::: Text

Real-time replication: Site A to Site B (every 15 min)

# Install sanoid/syncoid (included in kldload)
# On Site A — /etc/sanoid/sanoid.conf
cat > /etc/sanoid/sanoid.conf << 'EOF'
[rpool/services]
  use_template = production
  recursive = yes

[rpool/data]
  use_template = production
  recursive = yes

[rpool/vms]
  use_template = production
  recursive = yes

[template_production]
  frequently = 4
  hourly = 48
  daily = 30
  monthly = 6
  yearly = 0
  autosnap = yes
  autoprune = yes
EOF

systemctl enable --now sanoid.timer

# Cron: replicate to Site B every 15 minutes over WireGuard
cat > /etc/cron.d/replicate-site-b << 'CRON'
# Site A → Site B: hot replication every 15 minutes
*/15 * * * * root /usr/local/bin/replicate-to-site-b 2>&1 | logger -t zfs-replicate
CRON

# /usr/local/bin/replicate-to-site-b
cat > /usr/local/bin/replicate-to-site-b << 'SCRIPT'
#!/bin/bash
set -euo pipefail

SITE_B="10.10.0.2"
LOG_TAG="replicate-site-b"

log() { logger -t "$LOG_TAG" "$*"; }

# Check WireGuard tunnel is up
if ! ping -c 1 -W 3 "$SITE_B" > /dev/null 2>&1; then
    log "ERROR: Site B ($SITE_B) unreachable — skipping replication"
    exit 1
fi

log "Starting replication to Site B"

# Replicate each top-level dataset recursively
for ds in rpool/services rpool/data rpool/vms; do
    log "Replicating $ds"
    syncoid --recursive --no-sync-snap \
        --sendoptions="w" \
        "$ds" "$SITE_B:$ds" 2>&1 | while read -r line; do
            log "$ds: $line"
        done
done

log "Replication to Site B complete"
SCRIPT
chmod +x /usr/local/bin/replicate-to-site-b

Nightly backup: both sites to Site C

# On Site A — nightly push to Site C (home lab)
cat > /etc/cron.d/replicate-site-c << 'CRON'
# Site A → Site C: nightly cold backup at 02:00
0 2 * * * root syncoid --recursive --no-sync-snap rpool/services 10.10.0.3:rpool/backup/site-a/services 2>&1 | logger -t replicate-site-c
15 2 * * * root syncoid --recursive --no-sync-snap rpool/data 10.10.0.3:rpool/backup/site-a/data 2>&1 | logger -t replicate-site-c
30 2 * * * root syncoid --recursive --no-sync-snap rpool/vms 10.10.0.3:rpool/backup/site-a/vms 2>&1 | logger -t replicate-site-c
CRON

# On Site B — nightly push to Site C at 03:00 (staggered)

::::::
::: Supplied material

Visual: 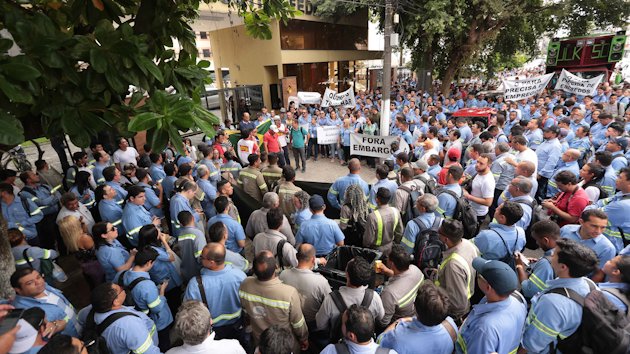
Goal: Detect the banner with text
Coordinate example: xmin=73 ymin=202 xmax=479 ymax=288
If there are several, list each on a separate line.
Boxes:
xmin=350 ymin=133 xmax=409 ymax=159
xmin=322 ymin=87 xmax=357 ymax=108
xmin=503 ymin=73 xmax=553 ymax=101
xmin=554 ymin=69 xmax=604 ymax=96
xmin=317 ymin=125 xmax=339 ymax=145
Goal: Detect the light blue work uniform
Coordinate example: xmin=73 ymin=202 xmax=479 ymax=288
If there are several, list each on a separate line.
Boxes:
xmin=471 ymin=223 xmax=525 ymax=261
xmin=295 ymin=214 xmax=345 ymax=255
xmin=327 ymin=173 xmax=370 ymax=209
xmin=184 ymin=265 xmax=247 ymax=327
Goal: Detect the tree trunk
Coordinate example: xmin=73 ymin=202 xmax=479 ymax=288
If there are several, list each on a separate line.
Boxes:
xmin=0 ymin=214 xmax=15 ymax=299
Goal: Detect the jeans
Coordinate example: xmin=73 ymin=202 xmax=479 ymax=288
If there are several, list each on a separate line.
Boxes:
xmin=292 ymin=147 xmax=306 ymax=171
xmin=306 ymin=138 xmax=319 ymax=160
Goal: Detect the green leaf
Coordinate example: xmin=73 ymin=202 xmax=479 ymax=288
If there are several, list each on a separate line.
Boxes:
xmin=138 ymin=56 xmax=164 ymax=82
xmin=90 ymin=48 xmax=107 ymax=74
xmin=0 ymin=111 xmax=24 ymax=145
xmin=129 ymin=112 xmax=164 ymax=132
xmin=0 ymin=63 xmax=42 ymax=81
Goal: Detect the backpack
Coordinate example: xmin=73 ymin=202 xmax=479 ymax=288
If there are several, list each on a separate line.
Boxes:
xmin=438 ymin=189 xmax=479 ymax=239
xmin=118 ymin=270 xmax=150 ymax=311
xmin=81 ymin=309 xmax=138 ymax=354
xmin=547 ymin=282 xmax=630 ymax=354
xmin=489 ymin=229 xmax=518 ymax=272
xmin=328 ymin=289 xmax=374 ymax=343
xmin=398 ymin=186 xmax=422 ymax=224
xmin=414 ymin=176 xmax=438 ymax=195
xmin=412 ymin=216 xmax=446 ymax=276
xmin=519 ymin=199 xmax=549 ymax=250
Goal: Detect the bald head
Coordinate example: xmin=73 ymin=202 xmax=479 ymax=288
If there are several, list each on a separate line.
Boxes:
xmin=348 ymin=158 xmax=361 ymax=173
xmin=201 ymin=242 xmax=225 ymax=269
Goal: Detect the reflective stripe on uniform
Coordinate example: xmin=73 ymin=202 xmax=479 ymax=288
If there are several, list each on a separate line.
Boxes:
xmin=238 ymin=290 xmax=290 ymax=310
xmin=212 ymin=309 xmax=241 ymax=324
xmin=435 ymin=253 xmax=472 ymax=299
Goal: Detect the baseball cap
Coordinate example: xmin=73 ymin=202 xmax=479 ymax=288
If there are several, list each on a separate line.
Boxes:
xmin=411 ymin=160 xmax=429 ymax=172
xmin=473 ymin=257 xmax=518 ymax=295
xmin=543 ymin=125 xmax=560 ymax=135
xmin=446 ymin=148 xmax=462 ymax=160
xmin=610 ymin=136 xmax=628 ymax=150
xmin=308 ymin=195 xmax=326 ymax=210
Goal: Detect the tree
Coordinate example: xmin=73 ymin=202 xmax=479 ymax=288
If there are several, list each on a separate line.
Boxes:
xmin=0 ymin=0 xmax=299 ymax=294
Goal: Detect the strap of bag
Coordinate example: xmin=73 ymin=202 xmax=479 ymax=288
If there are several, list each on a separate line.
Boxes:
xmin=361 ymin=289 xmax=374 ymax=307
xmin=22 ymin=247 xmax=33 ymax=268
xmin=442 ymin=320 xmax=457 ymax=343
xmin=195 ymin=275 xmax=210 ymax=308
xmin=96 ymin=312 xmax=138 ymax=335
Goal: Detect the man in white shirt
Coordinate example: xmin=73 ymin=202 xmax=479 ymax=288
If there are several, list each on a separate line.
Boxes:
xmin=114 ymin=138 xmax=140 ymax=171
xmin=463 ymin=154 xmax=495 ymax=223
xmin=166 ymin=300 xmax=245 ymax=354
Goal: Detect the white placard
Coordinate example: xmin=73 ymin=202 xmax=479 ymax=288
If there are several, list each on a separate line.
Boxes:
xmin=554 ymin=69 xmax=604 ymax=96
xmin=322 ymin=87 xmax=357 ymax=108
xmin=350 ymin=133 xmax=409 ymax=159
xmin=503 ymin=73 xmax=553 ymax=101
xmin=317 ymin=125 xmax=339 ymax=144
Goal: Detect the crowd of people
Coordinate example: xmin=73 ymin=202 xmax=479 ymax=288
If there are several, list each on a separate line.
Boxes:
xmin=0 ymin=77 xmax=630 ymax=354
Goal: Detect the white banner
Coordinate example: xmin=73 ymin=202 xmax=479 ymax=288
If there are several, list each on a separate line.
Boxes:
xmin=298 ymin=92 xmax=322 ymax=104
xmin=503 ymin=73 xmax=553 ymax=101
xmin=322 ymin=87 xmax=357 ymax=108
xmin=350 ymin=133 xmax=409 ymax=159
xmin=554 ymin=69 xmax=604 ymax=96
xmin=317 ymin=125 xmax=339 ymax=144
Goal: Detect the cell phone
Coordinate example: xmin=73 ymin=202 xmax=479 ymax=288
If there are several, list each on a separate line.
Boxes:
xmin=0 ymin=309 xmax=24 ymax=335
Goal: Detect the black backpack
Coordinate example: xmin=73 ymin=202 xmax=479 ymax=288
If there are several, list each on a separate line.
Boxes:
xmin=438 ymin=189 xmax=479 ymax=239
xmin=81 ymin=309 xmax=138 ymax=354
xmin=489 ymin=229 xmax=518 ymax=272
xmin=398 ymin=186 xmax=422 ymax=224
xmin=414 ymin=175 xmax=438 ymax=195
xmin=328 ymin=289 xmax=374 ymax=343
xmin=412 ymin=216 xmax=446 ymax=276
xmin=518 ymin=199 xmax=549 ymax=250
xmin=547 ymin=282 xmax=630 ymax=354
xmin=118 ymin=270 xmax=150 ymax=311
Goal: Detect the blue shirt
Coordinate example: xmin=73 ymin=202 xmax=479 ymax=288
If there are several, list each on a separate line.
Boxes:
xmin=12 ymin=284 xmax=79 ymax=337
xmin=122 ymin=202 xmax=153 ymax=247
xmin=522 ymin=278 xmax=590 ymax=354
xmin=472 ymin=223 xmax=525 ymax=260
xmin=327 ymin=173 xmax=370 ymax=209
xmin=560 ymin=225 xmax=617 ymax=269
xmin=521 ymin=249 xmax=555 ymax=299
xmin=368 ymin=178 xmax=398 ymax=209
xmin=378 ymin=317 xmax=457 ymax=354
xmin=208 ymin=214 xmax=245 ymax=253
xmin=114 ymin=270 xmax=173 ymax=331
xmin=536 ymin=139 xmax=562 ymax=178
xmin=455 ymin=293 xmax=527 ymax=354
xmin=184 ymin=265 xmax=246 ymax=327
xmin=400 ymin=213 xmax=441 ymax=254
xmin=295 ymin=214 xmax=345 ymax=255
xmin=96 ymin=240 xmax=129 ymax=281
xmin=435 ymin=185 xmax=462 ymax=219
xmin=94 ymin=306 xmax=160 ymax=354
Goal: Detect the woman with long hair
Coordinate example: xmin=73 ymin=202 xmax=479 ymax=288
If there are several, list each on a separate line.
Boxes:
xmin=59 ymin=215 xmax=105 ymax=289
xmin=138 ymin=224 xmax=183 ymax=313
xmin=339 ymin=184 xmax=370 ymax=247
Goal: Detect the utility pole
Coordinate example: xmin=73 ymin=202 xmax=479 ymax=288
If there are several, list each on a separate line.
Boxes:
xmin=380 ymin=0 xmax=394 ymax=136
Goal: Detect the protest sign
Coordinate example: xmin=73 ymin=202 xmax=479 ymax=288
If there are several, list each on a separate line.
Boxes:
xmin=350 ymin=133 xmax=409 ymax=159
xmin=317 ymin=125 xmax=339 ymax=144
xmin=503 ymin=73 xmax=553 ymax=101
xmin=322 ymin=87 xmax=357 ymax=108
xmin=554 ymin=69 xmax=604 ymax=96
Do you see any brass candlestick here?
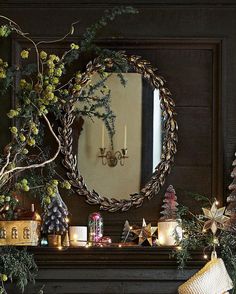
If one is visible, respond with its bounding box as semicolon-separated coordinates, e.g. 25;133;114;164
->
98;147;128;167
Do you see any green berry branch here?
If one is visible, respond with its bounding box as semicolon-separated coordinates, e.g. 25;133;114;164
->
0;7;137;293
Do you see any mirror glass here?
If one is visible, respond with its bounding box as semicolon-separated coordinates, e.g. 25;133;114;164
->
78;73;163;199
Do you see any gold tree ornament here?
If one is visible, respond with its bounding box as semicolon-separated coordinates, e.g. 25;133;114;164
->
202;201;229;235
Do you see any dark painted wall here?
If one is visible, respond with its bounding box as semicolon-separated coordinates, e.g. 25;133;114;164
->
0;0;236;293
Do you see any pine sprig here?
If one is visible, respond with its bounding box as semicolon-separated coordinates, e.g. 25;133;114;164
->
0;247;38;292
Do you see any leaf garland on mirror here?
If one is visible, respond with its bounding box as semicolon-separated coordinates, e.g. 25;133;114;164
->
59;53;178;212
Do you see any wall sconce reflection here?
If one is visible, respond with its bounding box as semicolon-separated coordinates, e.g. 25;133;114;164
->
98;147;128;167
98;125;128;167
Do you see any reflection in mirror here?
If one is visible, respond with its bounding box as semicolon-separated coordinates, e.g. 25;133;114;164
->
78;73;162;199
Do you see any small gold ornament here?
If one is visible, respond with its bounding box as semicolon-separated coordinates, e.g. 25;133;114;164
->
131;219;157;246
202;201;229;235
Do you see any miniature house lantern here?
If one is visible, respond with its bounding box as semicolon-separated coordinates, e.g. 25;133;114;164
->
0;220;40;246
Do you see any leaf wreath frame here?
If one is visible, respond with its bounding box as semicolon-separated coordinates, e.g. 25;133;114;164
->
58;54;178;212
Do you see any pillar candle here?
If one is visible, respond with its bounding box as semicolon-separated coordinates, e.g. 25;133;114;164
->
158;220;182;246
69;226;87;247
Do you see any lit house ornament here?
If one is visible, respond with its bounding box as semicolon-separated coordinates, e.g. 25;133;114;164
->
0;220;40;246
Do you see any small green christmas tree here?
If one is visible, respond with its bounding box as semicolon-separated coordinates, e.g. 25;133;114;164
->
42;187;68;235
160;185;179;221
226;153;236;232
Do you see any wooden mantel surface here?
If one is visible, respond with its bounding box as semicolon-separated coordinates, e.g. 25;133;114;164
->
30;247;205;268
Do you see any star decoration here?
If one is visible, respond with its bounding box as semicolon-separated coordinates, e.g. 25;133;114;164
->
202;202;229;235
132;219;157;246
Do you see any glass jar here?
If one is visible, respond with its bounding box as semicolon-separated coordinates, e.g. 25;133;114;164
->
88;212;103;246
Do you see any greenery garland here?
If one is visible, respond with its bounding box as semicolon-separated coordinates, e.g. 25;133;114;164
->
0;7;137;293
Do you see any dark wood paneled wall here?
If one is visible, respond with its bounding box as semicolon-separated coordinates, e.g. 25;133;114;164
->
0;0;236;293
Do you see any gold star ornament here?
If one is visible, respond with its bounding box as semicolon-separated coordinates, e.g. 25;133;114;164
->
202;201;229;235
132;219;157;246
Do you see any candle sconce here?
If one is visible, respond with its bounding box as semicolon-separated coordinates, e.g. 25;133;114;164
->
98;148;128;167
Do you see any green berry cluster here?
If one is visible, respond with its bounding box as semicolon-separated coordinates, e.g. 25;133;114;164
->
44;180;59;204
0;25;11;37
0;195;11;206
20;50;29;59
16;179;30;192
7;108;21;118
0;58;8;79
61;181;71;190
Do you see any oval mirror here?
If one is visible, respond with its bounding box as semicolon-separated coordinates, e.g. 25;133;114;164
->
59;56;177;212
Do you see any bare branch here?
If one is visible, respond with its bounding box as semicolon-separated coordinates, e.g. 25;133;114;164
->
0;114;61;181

::::::

# Given task 1
Format the lines of the entries as a Markdown table with the columns Row and Content, starting at the line containing "Goal: Detect the jeans" and ending at the line containing "xmin=519 ymin=199 xmax=549 ymax=250". Number each line in order and leave out blank lines.
# Given task 2
Resume the ZFS replication setup text after its final line.
The ZFS replication text and the entries have no connection to each other.

# Exercise answer 1
| Row | Content |
|---|---|
| 1 | Goal: Detect the jeans |
| 2 | Coordinate example: xmin=73 ymin=202 xmax=479 ymax=288 |
| 3 | If there are several, list each on a separate line. |
| 4 | Boxes: |
| 5 | xmin=292 ymin=147 xmax=306 ymax=171 |
| 6 | xmin=306 ymin=138 xmax=319 ymax=160 |
| 7 | Goal: Detect the green leaf |
| 8 | Coordinate example: xmin=73 ymin=202 xmax=479 ymax=288 |
| 9 | If there are several, list each on a separate line. |
| 10 | Boxes: |
| 11 | xmin=138 ymin=56 xmax=164 ymax=82 |
| 12 | xmin=90 ymin=48 xmax=107 ymax=74 |
| 13 | xmin=0 ymin=111 xmax=24 ymax=145 |
| 14 | xmin=129 ymin=112 xmax=164 ymax=132 |
| 15 | xmin=0 ymin=63 xmax=42 ymax=81 |
| 16 | Goal: Detect the backpack |
| 17 | Coordinate example: xmin=73 ymin=202 xmax=479 ymax=288 |
| 18 | If there are several, list each on a separate line. |
| 19 | Boxes: |
| 20 | xmin=438 ymin=189 xmax=479 ymax=239 |
| 21 | xmin=118 ymin=270 xmax=150 ymax=311 |
| 22 | xmin=81 ymin=309 xmax=138 ymax=354 |
| 23 | xmin=547 ymin=282 xmax=630 ymax=354 |
| 24 | xmin=489 ymin=229 xmax=518 ymax=272 |
| 25 | xmin=328 ymin=289 xmax=374 ymax=343 |
| 26 | xmin=398 ymin=186 xmax=422 ymax=224 |
| 27 | xmin=414 ymin=176 xmax=438 ymax=195 |
| 28 | xmin=412 ymin=216 xmax=446 ymax=276 |
| 29 | xmin=519 ymin=199 xmax=549 ymax=250 |

# Exercise answer 2
cat > /etc/cron.d/replicate-site-c << 'CRON'
# Site B → Site C: nightly cold backup at 03:00
0 3 * * * root syncoid --recursive --no-sync-snap rpool/services 10.10.0.3:rpool/backup/site-b/services 2>&1 | logger -t replicate-site-c
15 3 * * * root syncoid --recursive --no-sync-snap rpool/data 10.10.0.3:rpool/backup/site-b/data 2>&1 | logger -t replicate-site-c
30 3 * * * root syncoid --recursive --no-sync-snap rpool/vms 10.10.0.3:rpool/backup/site-b/vms 2>&1 | logger -t replicate-site-c
CRON

Site C (home lab) dataset layout after replication:

rpool/backup/
├── site-a/
│   ├── services/
│   ├── data/
│   └── vms/
└── site-b/
    ├── services/
    ├── data/
    └── vms/

ZFS replication is the core of multi-site reliability. The 15-minute replication cadence means your RPO (Recovery Point Objective) is 15 minutes — in the worst case, you lose 15 minutes of data. The nightly backup to Site C means even if both production sites burn down, you have last night's data at home. The key insight: ZFS replication is incremental at the block level. A 2TB dataset that changed 500MB in the last 15 minutes sends 500MB, not 2TB. Over a WireGuard tunnel, that's seconds on a decent connection.

Step 3: Failover strategy

The whole point of multi-site is that when one site dies, the other takes over. Two modes: automated (keepalived detects failure and reassigns the floating IP in seconds — your users might not even notice) or manual (SSH in, run a script, update DNS, done in under 5 minutes). Pick your adventure based on how much downtime your boss/spouse/conscience will tolerate.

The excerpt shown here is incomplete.